EXERCISE DESCRIPTION: Copy out each line of the material that includes the word "record".

DATA SHOWN:

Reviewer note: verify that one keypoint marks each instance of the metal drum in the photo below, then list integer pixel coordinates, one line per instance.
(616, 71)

...

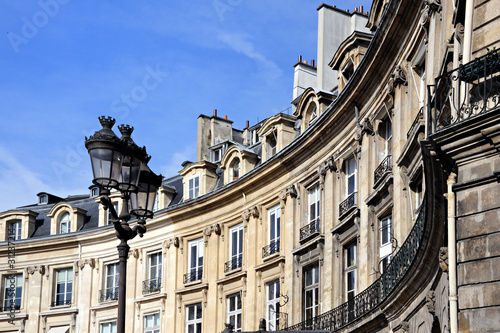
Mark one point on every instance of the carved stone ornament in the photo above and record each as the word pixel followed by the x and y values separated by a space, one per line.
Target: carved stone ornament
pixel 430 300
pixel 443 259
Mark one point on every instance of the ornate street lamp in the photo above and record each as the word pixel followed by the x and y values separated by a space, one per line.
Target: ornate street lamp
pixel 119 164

WRITTEN SOLUTION:
Mark one point on every instance of the carved stone ornament in the photo above and record each as the word pixel followed by the x and y values separated by a space, one per line.
Mark one point on every instance of the ornate street lamp in the photo above and record each as the word pixel followed by the x and y values separated by a space, one per line.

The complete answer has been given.